Collected data entries
┄┄┄┄┄┄
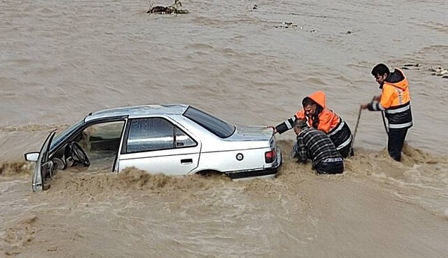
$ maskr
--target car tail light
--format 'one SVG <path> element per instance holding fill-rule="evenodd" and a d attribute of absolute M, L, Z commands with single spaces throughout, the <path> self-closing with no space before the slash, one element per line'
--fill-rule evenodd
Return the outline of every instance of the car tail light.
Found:
<path fill-rule="evenodd" d="M 265 152 L 265 161 L 266 163 L 272 163 L 275 161 L 276 155 L 275 155 L 275 149 L 272 149 L 270 152 Z"/>

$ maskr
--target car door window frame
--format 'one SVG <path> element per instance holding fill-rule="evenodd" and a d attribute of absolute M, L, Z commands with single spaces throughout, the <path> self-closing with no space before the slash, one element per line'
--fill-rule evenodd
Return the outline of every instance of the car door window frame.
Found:
<path fill-rule="evenodd" d="M 159 149 L 146 149 L 138 152 L 128 152 L 128 140 L 129 139 L 129 131 L 131 130 L 131 126 L 132 125 L 132 122 L 137 120 L 143 120 L 143 119 L 162 119 L 167 121 L 168 123 L 173 126 L 173 145 L 171 148 L 164 148 Z M 182 132 L 185 135 L 186 135 L 188 138 L 191 139 L 194 142 L 194 145 L 187 145 L 187 146 L 177 146 L 176 144 L 176 136 L 177 131 Z M 167 149 L 181 149 L 181 148 L 190 148 L 195 147 L 198 146 L 198 141 L 195 140 L 193 137 L 191 137 L 188 133 L 187 133 L 184 130 L 182 130 L 177 124 L 175 124 L 172 121 L 167 119 L 167 118 L 162 116 L 152 116 L 152 117 L 145 117 L 145 118 L 129 118 L 129 121 L 127 123 L 126 131 L 123 137 L 123 142 L 121 145 L 121 151 L 120 154 L 135 154 L 135 153 L 141 153 L 141 152 L 157 152 L 161 150 L 167 150 Z"/>

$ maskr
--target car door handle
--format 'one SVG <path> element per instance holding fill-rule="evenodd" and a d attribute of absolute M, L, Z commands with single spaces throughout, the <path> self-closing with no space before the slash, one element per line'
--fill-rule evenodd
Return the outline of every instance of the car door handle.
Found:
<path fill-rule="evenodd" d="M 193 164 L 193 159 L 181 159 L 181 164 L 189 165 Z"/>

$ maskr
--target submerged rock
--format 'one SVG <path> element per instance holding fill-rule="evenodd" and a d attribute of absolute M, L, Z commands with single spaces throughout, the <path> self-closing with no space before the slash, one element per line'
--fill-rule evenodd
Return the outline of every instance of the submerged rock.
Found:
<path fill-rule="evenodd" d="M 188 10 L 179 9 L 179 7 L 182 6 L 182 3 L 180 0 L 174 0 L 174 4 L 169 6 L 157 6 L 150 8 L 146 13 L 156 13 L 156 14 L 181 14 L 188 13 Z"/>

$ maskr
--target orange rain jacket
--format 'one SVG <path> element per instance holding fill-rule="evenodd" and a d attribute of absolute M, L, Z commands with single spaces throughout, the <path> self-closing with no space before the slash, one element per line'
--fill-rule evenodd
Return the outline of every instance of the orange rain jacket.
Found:
<path fill-rule="evenodd" d="M 325 133 L 338 150 L 349 147 L 352 140 L 350 128 L 339 116 L 327 107 L 325 92 L 315 92 L 307 97 L 320 106 L 318 109 L 320 111 L 312 116 L 307 115 L 302 109 L 293 116 L 276 126 L 277 131 L 281 134 L 293 128 L 296 119 L 304 119 L 310 127 Z"/>
<path fill-rule="evenodd" d="M 370 111 L 382 111 L 386 113 L 389 130 L 404 130 L 412 127 L 411 94 L 404 73 L 395 68 L 380 86 L 382 90 L 380 102 L 368 104 Z"/>

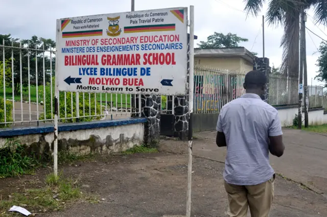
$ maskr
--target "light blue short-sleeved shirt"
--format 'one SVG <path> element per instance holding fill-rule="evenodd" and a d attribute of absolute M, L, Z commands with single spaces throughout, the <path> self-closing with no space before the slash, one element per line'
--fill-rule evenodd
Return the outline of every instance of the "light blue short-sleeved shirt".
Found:
<path fill-rule="evenodd" d="M 245 93 L 221 109 L 217 130 L 226 137 L 224 179 L 229 184 L 253 185 L 274 174 L 269 163 L 268 136 L 282 135 L 277 110 L 254 93 Z"/>

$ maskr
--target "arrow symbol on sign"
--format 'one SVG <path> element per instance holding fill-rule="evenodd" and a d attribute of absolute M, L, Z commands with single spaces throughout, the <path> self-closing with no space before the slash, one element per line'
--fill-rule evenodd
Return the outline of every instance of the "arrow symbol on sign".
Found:
<path fill-rule="evenodd" d="M 70 85 L 71 84 L 82 84 L 81 79 L 82 78 L 71 78 L 69 76 L 63 81 Z"/>
<path fill-rule="evenodd" d="M 173 81 L 173 80 L 171 79 L 162 79 L 160 83 L 161 83 L 162 86 L 173 86 L 172 81 Z"/>

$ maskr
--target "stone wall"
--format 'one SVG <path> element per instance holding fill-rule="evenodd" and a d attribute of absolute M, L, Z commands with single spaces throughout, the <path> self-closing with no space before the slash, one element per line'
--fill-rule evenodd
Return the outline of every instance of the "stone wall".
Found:
<path fill-rule="evenodd" d="M 265 94 L 261 96 L 262 100 L 268 102 L 269 94 L 269 81 L 268 75 L 270 73 L 270 67 L 269 66 L 269 59 L 266 57 L 255 57 L 253 60 L 253 70 L 259 70 L 264 73 L 267 76 L 267 84 Z"/>
<path fill-rule="evenodd" d="M 127 118 L 60 125 L 58 151 L 77 155 L 109 154 L 143 143 L 145 118 Z M 28 152 L 39 156 L 53 150 L 53 126 L 17 128 L 0 131 L 0 148 L 9 138 L 18 140 Z"/>
<path fill-rule="evenodd" d="M 137 112 L 139 95 L 136 95 Z M 141 109 L 142 117 L 147 118 L 144 129 L 144 142 L 150 146 L 155 146 L 160 140 L 161 96 L 141 94 Z"/>

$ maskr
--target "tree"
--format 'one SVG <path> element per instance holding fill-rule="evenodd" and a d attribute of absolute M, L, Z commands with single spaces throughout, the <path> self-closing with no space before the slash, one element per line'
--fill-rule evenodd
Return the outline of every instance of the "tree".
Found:
<path fill-rule="evenodd" d="M 244 10 L 256 16 L 262 9 L 265 0 L 244 0 Z M 325 0 L 269 0 L 266 18 L 270 25 L 282 25 L 284 33 L 281 46 L 283 47 L 281 71 L 284 75 L 298 78 L 300 11 L 313 8 L 314 19 L 317 23 L 327 23 L 327 5 Z"/>
<path fill-rule="evenodd" d="M 318 81 L 325 83 L 325 87 L 327 87 L 327 42 L 323 41 L 319 47 L 320 56 L 317 60 L 316 65 L 319 67 L 318 75 L 315 77 Z"/>
<path fill-rule="evenodd" d="M 207 41 L 201 41 L 198 45 L 200 49 L 236 47 L 239 43 L 248 41 L 247 38 L 239 37 L 235 34 L 229 33 L 225 35 L 215 32 L 213 35 L 208 36 Z"/>
<path fill-rule="evenodd" d="M 14 47 L 19 47 L 19 39 L 14 38 L 10 34 L 0 35 L 0 43 L 2 44 L 3 40 L 5 40 L 5 45 L 6 46 L 12 46 Z M 31 39 L 28 40 L 21 40 L 21 46 L 27 48 L 28 46 L 31 49 L 37 50 L 43 50 L 44 44 L 44 50 L 49 50 L 50 46 L 55 47 L 56 43 L 52 39 L 46 39 L 43 38 L 38 38 L 34 36 Z M 12 58 L 12 51 L 13 56 L 13 59 Z M 36 59 L 37 58 L 37 76 L 38 85 L 43 85 L 43 53 L 41 51 L 35 51 L 35 50 L 27 49 L 21 50 L 21 83 L 23 87 L 26 88 L 28 85 L 28 57 L 30 55 L 30 80 L 31 85 L 36 85 Z M 0 63 L 3 62 L 3 52 L 0 52 Z M 48 54 L 49 55 L 49 54 Z M 44 71 L 45 82 L 50 82 L 50 75 L 49 73 L 50 67 L 50 57 L 45 54 L 44 55 Z M 6 76 L 6 86 L 11 86 L 12 81 L 13 79 L 14 91 L 15 94 L 17 94 L 20 92 L 20 49 L 6 48 L 5 49 L 5 61 L 13 61 L 14 78 L 12 78 L 11 73 L 9 77 Z M 53 75 L 54 75 L 55 69 L 55 58 L 53 55 L 52 68 Z M 7 65 L 8 65 L 8 64 Z M 9 64 L 11 65 L 11 64 Z M 7 70 L 7 69 L 6 69 Z M 11 68 L 10 68 L 11 70 Z"/>

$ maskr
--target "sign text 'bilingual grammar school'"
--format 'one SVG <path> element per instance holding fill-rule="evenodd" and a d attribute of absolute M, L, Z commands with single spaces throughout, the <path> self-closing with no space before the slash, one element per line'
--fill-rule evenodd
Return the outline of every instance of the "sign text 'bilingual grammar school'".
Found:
┄┄┄┄┄┄
EXERCISE DESCRIPTION >>
Could you repeat the data from its beginning through the line containing "193 164 L 193", requests included, with every coordinate in the answers shifted by adding 97 and the pictures left out?

WRITTEN ANSWER >>
$ maskr
--target car tail light
--format 'one SVG <path> element per instance holding fill-rule="evenodd" and a d attribute of absolute M, L, Z commands with single spaces throughout, the <path> self-closing with no space before the slash, one element per line'
--fill-rule evenodd
Return the outline of every instance of the car tail light.
Found:
<path fill-rule="evenodd" d="M 362 249 L 362 258 L 363 260 L 369 260 L 372 258 L 373 252 L 372 252 L 372 246 L 369 246 L 367 249 Z"/>

$ maskr
--target car door window frame
--format 'one SVG <path> element per instance holding fill-rule="evenodd" and a d attribute of absolute M, L, Z commands with single spaces throughout, the <path> self-closing with no space before the slash, one element per line'
--fill-rule evenodd
Return the outline of every instance of the car door window frame.
Found:
<path fill-rule="evenodd" d="M 256 246 L 243 246 L 235 249 L 225 249 L 225 237 L 226 236 L 226 228 L 228 227 L 228 223 L 229 222 L 229 219 L 234 217 L 240 217 L 240 216 L 259 216 L 264 218 L 265 220 L 270 223 L 270 242 L 268 245 L 261 245 Z M 279 229 L 282 232 L 283 232 L 285 235 L 288 236 L 291 239 L 291 242 L 284 242 L 284 243 L 274 243 L 273 241 L 273 233 L 274 228 Z M 264 246 L 278 246 L 278 245 L 287 245 L 292 244 L 295 243 L 295 238 L 292 237 L 290 234 L 288 234 L 285 230 L 284 230 L 281 227 L 279 227 L 274 221 L 272 221 L 269 218 L 264 216 L 264 215 L 259 213 L 249 213 L 249 214 L 242 214 L 242 215 L 226 215 L 226 218 L 224 220 L 223 228 L 220 234 L 220 239 L 218 242 L 218 248 L 217 251 L 232 251 L 232 250 L 238 250 L 238 249 L 254 249 L 258 247 L 264 247 Z"/>

$ maskr
--target car door handle
--format 'one SVG <path> element per instance holding fill-rule="evenodd" and a d attribute of absolute M, L, Z commands with single spaces throughout, the <path> self-closing with no space before the slash, one element per line'
--fill-rule evenodd
Return the outline of every instance of the car door handle.
Found:
<path fill-rule="evenodd" d="M 290 261 L 290 256 L 278 256 L 278 261 L 286 262 Z"/>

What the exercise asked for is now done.